Sabrina

Date de publication du témoignage :

5 Avr. 2022

RDV avec Sabrina (Touraine). Après les traitements, vient le temps de l’après-maladie, long et compliqué. Elle en profite pour rappeler à quel point les aidants sont impactés eux aussi.

En Janvier 2019, à 33 ans, on m’a diagnostiqué un cancer du sein hormonodependant grade 3. Trois tumeurs localisées au même endroit du sein.
Tout commence par une visite chez un nouveau gynécologue, j’en avais besoin en urgence pour des soucis de contraception et ma gyneco habituelle manquait cruellement d’écoute. J’ai ouvert un site de rendez-vous en ligne et pris celui qui avait des disponibilités. Je me revois dans la salle d’attente, je guettais sa tête pour voir à qui j’avais affaire. Ainsi que mon impression quand je l’ai aperçu : « oh non c’est un vieux »…
Je lui raconte que j’ai perdu mon papa, il y a un peu plus de deux ans, d’un cancer du pancréas et que dans la foulée, ma maman a eu un cancer du sein. Il me dit alors « on va commencer les mammographies maintenant, ça ne fera mal qu’à la sécu mais je ne prends aucun risque. La sécurité sociale dit dépistage à 50 ans, moi je dis 40, et dès qu’il y a un cas dans la famille, dès que possible »… Sa sagesse m’aura sauvé la vie… En repartant, je réclame l’ordonnance et des coordonnées de lieu de confiance. Il m’en conseille deux, je choisirai le radiologue qui a le même prénom que mon défunt père. Je sors de son bureau avec un « ne vous pressez pas mais faites-le » en guise de conclusion.
C’est ce que j’ai fait. Mammo, puis écho qui dure avec échographe qui passe et repasse au même endroit, entretien avec le médecin et rendez-vous pour une irm et une biopsie. J’entre dans le cercle de l’attente et des angoisses. À partir du moment où le diagnostic a été posé, avec l’amour de mon conjoint, de mes enfants et ma famille, j’ai suivi étape par étape le parcours de soin. L’Institut Curie a été formidable, les médecins ont toujours eu des phrases d’encouragement et de bienveillance. On m’a rappelé de toujours garder le moral, car c’est « 50% du travail de guérison ». J’ai eu chirurgie, chimiothérapie, re-chirurgie, radiothérapie. J’ai profité de mes traitements pour m’écouter davantage, mes envies, mes plaisirs. J’ai toujours voulu prendre des cours de dessin mais je n’avais jamais franchi le pas… Cela a été un exutoire, mais aussi une façon de me montrer que je pouvais faire quelque chose de mes dix doigts.

+++

## Travail demandé
Recopiez le passage du témoignage qui va de « RDV avec Sabrina » jusqu'à « impactés eux aussi. » inclus.

+++

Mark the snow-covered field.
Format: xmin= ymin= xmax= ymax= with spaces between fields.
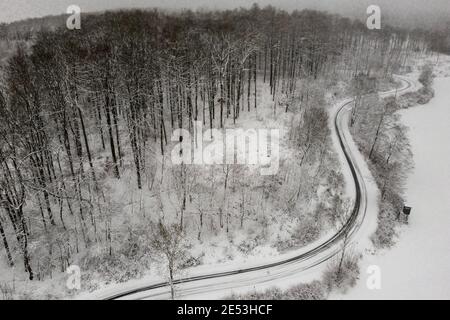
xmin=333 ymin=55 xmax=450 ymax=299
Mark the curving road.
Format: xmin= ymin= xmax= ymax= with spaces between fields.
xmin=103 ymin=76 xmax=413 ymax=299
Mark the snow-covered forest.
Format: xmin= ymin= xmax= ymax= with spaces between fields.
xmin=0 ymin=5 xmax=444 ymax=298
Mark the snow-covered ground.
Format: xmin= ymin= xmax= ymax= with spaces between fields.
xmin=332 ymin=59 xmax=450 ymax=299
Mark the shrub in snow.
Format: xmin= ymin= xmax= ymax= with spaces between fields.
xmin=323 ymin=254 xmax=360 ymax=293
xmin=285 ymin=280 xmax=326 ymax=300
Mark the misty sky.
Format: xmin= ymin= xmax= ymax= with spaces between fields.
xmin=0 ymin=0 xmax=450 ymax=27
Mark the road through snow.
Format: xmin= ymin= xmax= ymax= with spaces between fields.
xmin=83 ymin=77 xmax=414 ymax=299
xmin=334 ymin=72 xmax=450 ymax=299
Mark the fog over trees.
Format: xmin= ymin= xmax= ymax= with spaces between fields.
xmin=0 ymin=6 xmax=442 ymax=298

+++

## Corrigé ci-dessous
RDV avec Sabrina (Touraine). Après les traitements, vient le temps de l’après-maladie, long et compliqué. Elle en profite pour rappeler à quel point les aidants sont impactés eux aussi.